### EXERCISE BRIEF
Recast the items from the line with "We already know the car alloy" up to and including the line with "[[385, 345, 448, 419]]" as a two-column CSV with the headers request and boxes. Give one row per item, with its text and its answer each in a single quoted field and every line break turned into a space.

start RECORDS SUPPLIED

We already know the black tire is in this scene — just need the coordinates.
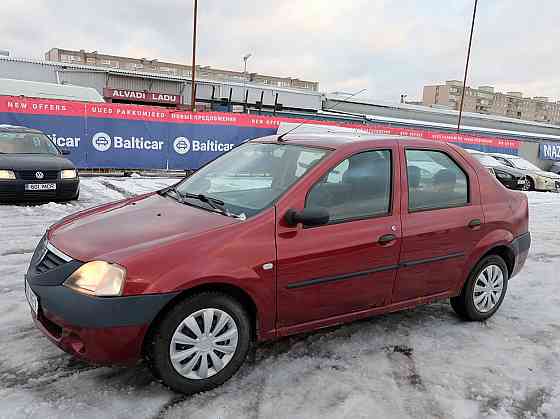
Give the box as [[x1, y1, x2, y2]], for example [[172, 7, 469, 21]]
[[146, 292, 252, 395], [451, 255, 509, 321]]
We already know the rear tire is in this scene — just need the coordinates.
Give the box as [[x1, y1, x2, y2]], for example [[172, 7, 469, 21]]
[[147, 292, 252, 394], [451, 255, 509, 321], [526, 177, 535, 191]]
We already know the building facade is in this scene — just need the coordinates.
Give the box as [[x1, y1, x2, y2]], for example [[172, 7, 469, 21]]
[[422, 80, 560, 124], [45, 48, 319, 92]]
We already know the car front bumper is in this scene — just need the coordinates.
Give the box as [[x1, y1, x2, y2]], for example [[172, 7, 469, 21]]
[[0, 178, 80, 202], [25, 244, 178, 364]]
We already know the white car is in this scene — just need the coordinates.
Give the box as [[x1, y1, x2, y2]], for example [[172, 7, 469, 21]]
[[488, 153, 560, 192]]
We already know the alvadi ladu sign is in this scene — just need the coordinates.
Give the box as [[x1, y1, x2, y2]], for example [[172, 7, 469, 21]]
[[539, 143, 560, 161]]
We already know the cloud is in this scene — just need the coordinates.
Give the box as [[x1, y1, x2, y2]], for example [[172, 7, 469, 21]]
[[0, 0, 560, 101]]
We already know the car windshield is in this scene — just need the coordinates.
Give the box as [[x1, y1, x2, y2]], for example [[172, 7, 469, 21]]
[[0, 132, 59, 154], [472, 154, 501, 167], [509, 157, 542, 172], [175, 143, 328, 218]]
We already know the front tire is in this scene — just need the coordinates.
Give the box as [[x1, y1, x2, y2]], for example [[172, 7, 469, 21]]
[[148, 292, 252, 394], [451, 255, 509, 321]]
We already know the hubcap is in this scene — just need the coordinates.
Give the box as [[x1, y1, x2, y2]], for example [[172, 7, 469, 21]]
[[473, 265, 504, 313], [169, 308, 238, 380]]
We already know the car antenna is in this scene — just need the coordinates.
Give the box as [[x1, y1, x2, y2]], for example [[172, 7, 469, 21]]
[[278, 89, 367, 143]]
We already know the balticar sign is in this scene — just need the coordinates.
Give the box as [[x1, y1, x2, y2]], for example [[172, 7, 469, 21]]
[[103, 88, 181, 105]]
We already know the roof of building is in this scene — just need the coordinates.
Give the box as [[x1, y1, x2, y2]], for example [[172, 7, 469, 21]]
[[0, 79, 104, 102], [325, 94, 560, 132], [0, 56, 320, 96]]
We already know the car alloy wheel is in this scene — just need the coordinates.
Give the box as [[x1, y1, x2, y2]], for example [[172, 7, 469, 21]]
[[169, 308, 238, 380], [473, 265, 504, 313], [149, 291, 254, 394]]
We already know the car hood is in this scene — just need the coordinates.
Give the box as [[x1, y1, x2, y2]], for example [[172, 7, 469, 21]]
[[49, 194, 241, 262], [0, 154, 74, 170]]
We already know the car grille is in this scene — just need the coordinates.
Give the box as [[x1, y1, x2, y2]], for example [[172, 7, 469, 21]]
[[17, 170, 58, 181], [35, 250, 67, 273]]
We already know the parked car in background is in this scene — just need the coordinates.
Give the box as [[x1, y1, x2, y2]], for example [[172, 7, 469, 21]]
[[489, 153, 560, 192], [25, 134, 531, 393], [467, 150, 530, 191], [0, 125, 80, 202]]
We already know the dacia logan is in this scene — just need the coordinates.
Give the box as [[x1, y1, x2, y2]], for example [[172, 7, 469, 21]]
[[25, 134, 531, 394]]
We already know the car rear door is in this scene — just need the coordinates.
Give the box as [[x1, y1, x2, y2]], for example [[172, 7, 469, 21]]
[[393, 144, 484, 303], [277, 142, 401, 327]]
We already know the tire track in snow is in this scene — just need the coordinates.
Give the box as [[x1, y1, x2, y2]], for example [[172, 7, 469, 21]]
[[385, 345, 448, 419]]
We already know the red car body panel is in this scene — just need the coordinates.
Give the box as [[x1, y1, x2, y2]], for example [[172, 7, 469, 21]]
[[32, 136, 528, 362]]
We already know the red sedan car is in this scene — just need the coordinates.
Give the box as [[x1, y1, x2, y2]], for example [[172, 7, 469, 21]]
[[26, 134, 531, 393]]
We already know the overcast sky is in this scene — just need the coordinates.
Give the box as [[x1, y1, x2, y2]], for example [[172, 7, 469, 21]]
[[0, 0, 560, 101]]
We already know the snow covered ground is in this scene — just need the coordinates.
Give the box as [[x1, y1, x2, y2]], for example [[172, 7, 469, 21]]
[[0, 182, 560, 419]]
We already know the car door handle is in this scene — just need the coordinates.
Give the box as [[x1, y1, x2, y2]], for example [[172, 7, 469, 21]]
[[377, 234, 397, 246], [469, 218, 482, 230]]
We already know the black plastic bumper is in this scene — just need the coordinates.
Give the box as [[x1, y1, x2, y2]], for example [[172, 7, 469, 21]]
[[30, 284, 178, 328], [0, 179, 80, 202], [511, 232, 531, 277]]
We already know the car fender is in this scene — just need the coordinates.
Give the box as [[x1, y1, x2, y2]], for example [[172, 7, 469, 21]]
[[455, 229, 514, 294], [146, 263, 276, 340]]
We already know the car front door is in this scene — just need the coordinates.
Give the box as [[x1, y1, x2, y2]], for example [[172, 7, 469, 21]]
[[393, 145, 484, 303], [277, 146, 401, 328]]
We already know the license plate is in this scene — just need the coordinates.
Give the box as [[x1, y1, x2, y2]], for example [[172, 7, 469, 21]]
[[25, 183, 56, 191], [25, 281, 39, 315]]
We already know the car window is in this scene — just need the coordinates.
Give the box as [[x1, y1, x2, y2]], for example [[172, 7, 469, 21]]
[[177, 143, 328, 217], [305, 150, 392, 223], [0, 132, 59, 154], [406, 150, 469, 211]]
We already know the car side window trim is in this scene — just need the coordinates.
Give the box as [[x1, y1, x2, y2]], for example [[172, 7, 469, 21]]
[[404, 147, 472, 214], [304, 148, 396, 229]]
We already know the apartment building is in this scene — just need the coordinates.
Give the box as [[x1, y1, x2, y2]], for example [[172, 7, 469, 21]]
[[422, 80, 560, 124], [45, 48, 319, 92]]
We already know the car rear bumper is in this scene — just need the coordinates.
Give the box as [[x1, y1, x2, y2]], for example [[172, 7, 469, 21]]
[[29, 283, 177, 364], [511, 232, 531, 277], [0, 179, 80, 202]]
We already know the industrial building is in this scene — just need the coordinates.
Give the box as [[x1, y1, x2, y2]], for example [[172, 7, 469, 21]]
[[422, 80, 560, 124], [0, 56, 560, 167], [45, 48, 319, 92]]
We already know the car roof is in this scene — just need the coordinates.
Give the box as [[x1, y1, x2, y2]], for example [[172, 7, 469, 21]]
[[488, 153, 521, 159], [250, 133, 447, 150], [0, 124, 42, 134]]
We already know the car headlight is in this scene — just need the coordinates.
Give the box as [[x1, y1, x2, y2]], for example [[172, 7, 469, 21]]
[[60, 169, 78, 179], [64, 260, 126, 297], [0, 170, 16, 180]]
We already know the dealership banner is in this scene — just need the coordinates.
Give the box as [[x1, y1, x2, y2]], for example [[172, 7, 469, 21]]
[[539, 143, 560, 161], [0, 96, 521, 170]]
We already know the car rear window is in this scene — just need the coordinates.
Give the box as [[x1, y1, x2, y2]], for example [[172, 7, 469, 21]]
[[406, 150, 469, 211]]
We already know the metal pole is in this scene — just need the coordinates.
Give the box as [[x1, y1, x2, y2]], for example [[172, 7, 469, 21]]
[[191, 0, 198, 112], [457, 0, 478, 132]]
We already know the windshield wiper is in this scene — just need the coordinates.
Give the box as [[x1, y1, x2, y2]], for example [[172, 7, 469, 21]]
[[181, 192, 231, 216], [158, 186, 246, 220]]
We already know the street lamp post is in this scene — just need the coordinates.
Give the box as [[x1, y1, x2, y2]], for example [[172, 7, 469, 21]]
[[243, 53, 253, 112], [191, 0, 198, 112], [457, 0, 478, 133]]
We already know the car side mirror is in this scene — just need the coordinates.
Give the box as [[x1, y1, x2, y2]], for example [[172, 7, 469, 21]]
[[284, 208, 330, 227]]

end RECORDS SUPPLIED

### SOLUTION FOR THIS TASK
request,boxes
"We already know the car alloy wheel is in this scene — just need the coordinates. Give the box as [[x1, y1, x2, y2]], for example [[172, 7, 469, 21]]","[[169, 308, 238, 380], [473, 265, 504, 313], [149, 291, 254, 394]]"
"We already know the car hood is in this scene — just need the coordinates. Give the box as [[x1, y1, x2, y2]], for example [[172, 7, 469, 21]]","[[49, 194, 241, 262], [0, 154, 74, 170]]"
"We already know the car grille is in this scene — just need the coordinates. Give the box as [[x1, y1, x2, y2]], for example [[172, 7, 469, 21]]","[[17, 170, 58, 181], [35, 250, 67, 273]]"
"We already know the parked car in background is in this scene — just need the coordinates. Give the box as [[x1, y1, x2, y2]], for example [[172, 7, 469, 21]]","[[489, 153, 560, 192], [25, 134, 531, 393], [467, 150, 530, 191], [0, 125, 80, 202]]"
"We already know the dacia logan is in this scene — just need the coordinates. Give the box as [[x1, y1, x2, y2]], for example [[172, 7, 469, 21]]","[[25, 134, 531, 394]]"
"We already know the car rear door is in this scene — just need the coordinates. Give the box as [[x1, y1, x2, y2]], for example [[172, 7, 469, 21]]","[[393, 144, 484, 303], [277, 142, 401, 327]]"
"We already know the tire track in snow is in this scene — just need the coordinates. Give the box as [[x1, y1, x2, y2]], for example [[172, 7, 469, 21]]","[[385, 345, 448, 419]]"